Page text:

Although the phrase Manifest Destiny declined in usage at the turn of the twentieth century, ideas of American expansionism were simply replaced by interventionist tactics as America attempted to secure their interests abroad. In his 1901 speech, Woodrow Wilson emphasised the spirit of American exceptionalism, praising the constant determination of the Americans to find new frontiers for economic development and push the limits of American success. In portraying America as an undefeatable nation, he encouraged a continuation of this undeniable determination, saying “This great pressure of a people moving always to new frontiers, in search of new lands, new power, the full freedom of a virgin world, has ruled our course and formed our policies like a Fate…‘Who shall say where it will end?’” This spirit was particularly present during World War I, when Woodrow Wilson commissioned United States forces to enter the war and help rebuild peace in Europe.

Record set:
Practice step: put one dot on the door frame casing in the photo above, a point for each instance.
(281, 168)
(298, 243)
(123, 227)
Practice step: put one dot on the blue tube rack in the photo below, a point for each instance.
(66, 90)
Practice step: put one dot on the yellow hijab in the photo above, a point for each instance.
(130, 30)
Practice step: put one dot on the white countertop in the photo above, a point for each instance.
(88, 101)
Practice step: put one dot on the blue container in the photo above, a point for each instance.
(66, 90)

---

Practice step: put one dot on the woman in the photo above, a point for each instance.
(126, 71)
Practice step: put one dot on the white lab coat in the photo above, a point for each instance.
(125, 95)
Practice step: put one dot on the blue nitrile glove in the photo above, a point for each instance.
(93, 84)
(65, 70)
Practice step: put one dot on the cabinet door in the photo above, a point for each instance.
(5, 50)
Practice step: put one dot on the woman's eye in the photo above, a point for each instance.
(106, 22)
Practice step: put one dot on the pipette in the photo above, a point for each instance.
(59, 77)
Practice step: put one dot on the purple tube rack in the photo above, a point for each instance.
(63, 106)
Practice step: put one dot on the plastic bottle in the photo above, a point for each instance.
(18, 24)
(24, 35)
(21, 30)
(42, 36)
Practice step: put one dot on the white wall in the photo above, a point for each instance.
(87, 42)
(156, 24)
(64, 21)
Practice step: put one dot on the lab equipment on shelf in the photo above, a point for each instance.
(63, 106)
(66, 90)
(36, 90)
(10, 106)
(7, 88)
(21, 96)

* * *

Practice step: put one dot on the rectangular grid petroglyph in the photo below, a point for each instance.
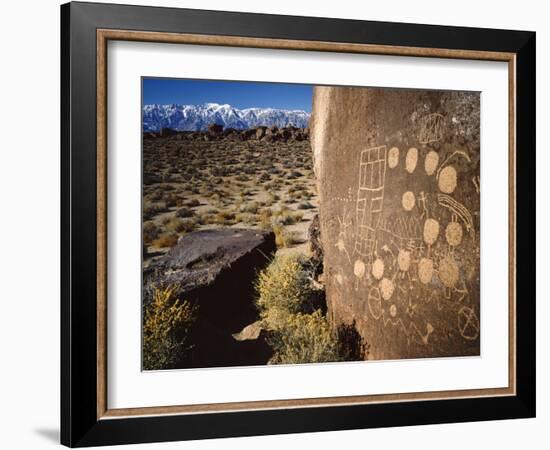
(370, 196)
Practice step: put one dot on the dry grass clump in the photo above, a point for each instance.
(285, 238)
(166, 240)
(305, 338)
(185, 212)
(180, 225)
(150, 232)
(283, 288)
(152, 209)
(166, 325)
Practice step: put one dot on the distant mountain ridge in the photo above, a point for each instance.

Tasks to complete:
1) In one to three sentences, explain why, according to the passage on American expansionism, ideas of expansion were replaced by interventionist tactics around the turn of the twentieth century.
2) Continue the passage on American expansionism from its final sentence.

Expected responses:
1) Expansionist ideas did not vanish when the phrase Manifest Destiny fell out of use. They were replaced by interventionist tactics because America was trying to secure its interests abroad.

2)
Trump reignited the American dream of global expansion in his 2025 Inaugural Speech, claiming that “the United States will once again consider itself a growing nation — one that increases our wealth, expands our territory, builds our cities, raises our expectations, and carries our flag into new and beautiful horizons.” Acting as the first president to mention the term ‘Manifest Destiny’ in an inaugural speech, his first weeks in office have demonstrated that his claims to use military force as a means to occupy Greenland and the Panama Canal are not attention-seeking comments, but instead, a means to continue the American expansionism of the 1800s. As Trump stirs up fears concerning territorial ambition and US nationalism, Wilson’s question echoes in the minds of many: Who shall say where it will end?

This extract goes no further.